**What the exercise asks:** Lines from the entries below that hold "trousers" form the answer; copy all of them.

--- Raw data Enclosed Below ---

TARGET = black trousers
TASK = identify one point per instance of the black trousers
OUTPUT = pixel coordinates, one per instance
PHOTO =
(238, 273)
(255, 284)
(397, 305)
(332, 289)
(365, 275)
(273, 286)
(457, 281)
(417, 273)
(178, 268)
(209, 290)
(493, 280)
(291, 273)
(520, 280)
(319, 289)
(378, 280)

--- End of Enclosed Raw data ---

**Solution to this task:**
TARGET = black trousers
TASK = identify one point per instance of the black trousers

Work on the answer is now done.